- JOB -
Reproduce the records below in full and exactly, without their images.

- Stored items from a collection -
═══

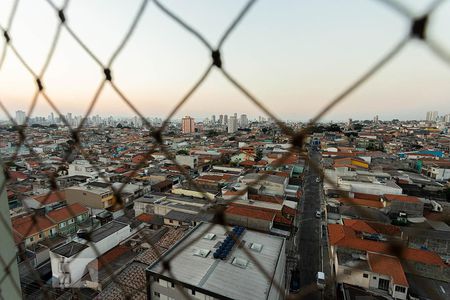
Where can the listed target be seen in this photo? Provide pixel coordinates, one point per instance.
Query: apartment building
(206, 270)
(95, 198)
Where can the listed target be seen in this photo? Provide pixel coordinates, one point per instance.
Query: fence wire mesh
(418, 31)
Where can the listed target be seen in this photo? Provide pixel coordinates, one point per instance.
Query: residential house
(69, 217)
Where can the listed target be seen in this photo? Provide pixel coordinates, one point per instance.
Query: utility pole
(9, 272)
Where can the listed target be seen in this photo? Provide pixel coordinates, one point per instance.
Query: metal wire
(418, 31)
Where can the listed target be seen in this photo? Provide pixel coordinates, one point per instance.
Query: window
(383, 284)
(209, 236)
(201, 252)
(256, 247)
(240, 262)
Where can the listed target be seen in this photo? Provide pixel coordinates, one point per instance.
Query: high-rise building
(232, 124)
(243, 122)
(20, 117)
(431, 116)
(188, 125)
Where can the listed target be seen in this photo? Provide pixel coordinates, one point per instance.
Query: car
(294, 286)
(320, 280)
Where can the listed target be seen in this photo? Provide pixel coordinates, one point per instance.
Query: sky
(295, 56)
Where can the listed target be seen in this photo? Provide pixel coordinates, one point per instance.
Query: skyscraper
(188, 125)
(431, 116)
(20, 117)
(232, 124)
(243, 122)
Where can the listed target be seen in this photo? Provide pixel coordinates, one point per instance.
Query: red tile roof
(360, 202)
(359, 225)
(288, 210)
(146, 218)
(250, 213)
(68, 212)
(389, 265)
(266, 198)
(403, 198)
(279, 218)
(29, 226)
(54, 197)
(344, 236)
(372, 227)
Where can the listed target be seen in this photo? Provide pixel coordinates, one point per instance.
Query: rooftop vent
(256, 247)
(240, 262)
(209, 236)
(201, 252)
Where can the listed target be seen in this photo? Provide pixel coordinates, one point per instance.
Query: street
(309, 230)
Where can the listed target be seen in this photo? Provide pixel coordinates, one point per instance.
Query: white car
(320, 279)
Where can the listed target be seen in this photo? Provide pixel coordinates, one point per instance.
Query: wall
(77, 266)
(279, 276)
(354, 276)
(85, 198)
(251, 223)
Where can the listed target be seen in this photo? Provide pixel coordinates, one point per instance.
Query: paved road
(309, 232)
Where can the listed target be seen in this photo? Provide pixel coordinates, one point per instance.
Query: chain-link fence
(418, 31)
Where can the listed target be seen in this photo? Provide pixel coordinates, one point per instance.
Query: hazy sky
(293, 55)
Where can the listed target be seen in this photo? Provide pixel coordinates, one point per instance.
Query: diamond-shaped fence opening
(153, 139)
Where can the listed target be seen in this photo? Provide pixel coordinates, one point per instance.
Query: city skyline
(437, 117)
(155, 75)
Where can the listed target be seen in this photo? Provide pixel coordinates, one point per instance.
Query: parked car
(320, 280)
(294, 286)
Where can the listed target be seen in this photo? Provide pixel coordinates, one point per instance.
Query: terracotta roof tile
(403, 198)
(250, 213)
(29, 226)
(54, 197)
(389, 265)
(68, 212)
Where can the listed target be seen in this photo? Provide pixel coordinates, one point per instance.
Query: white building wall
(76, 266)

═══

- THE COMPLETED TASK -
Where can the listed target be seen in this photo? Provide pixel coordinates, one point per instance.
Query: apartment building
(206, 270)
(95, 198)
Where can the listed target be seen in this photo? Provide pixel coordinates, one point per instance.
Query: fence wire mesh
(418, 31)
Where can the listed target be seen in this photo? Provide pixel coordinates, one point per instance.
Query: residential house
(69, 217)
Where can the listed target be seen in this photo? Provide pixel coordinates, one point per instance.
Query: utility pole
(9, 272)
Where can the listed target be seen in this photo? Provide pixel coordinates, one point per instance.
Query: metal wire
(418, 31)
Where can the listed target be seen in this photo? Provide pixel coordinates, one point per instance.
Query: window
(383, 284)
(209, 236)
(201, 252)
(256, 247)
(240, 262)
Where can the listed target be seen in this photo? Provide pixel coordinates, one point per instance.
Query: high-rise building
(232, 124)
(243, 122)
(20, 117)
(431, 116)
(188, 125)
Where can the listed target be seen in this photo? Provide pixel coordinates, one point per instance.
Query: car
(294, 286)
(320, 280)
Where can the listed target be seen in this photo? Provide pixel coordinates, one point per instance.
Query: sky
(295, 56)
Where can the listed target be seen in this photo? Provide pixel coordinates, one point per instance.
Query: skyscraper
(188, 125)
(431, 116)
(20, 117)
(232, 124)
(243, 122)
Where can the listed target be seen in this photo? Provide pixel coordinates, one point per instance.
Query: red tile roof
(360, 202)
(359, 225)
(288, 210)
(146, 218)
(250, 213)
(68, 212)
(389, 265)
(266, 198)
(403, 198)
(279, 218)
(29, 226)
(54, 197)
(344, 236)
(372, 227)
Where can the listed target be seen in this photo? Provide pixel coordinates, one point per instance.
Query: rooftop vent
(256, 247)
(240, 262)
(209, 236)
(201, 252)
Where can the listed target be seen in this photo? Provide pixel coordinates, one point per instance.
Query: street
(309, 230)
Where can the listed target be seen in this photo? Provide pixel coordinates, one point per instance.
Query: white car
(320, 279)
Where can the listed target be seen in this photo? Provide pixel coordinates, one point per instance.
Query: wall
(77, 266)
(279, 276)
(354, 276)
(85, 198)
(251, 223)
Where can the listed target be seen in this photo? Provide pixel coordinates, one point per instance.
Query: paved road
(309, 232)
Where can the listed target be seen in this photo? Provide pixel coordinates, one point per instance.
Query: chain-link fence
(418, 31)
Where can the listed target be seen in this photo? Provide pixel coordinates, one point per instance.
Query: hazy sky
(293, 55)
Where can the listed target be seen in this photo? Provide pixel coordinates, one point per instance.
Query: diamond-shaped fence opening
(153, 139)
Where can the listed target be seen in this photo? Provide pixel coordinates, one point per instance.
Query: city skyline
(437, 117)
(155, 75)
Where can the listed target be seen in this photo? Provide pixel coordinates, one point per instance.
Query: parked car
(320, 280)
(294, 286)
Where can the listed target be seen in this photo? Provide pixel coordinates, one point per instance.
Query: terracotta roof tile
(403, 198)
(250, 213)
(29, 226)
(54, 197)
(389, 265)
(68, 212)
Where can the listed target be seen in this photo? Provide pixel coordinates, one point per instance.
Query: white building wall
(76, 266)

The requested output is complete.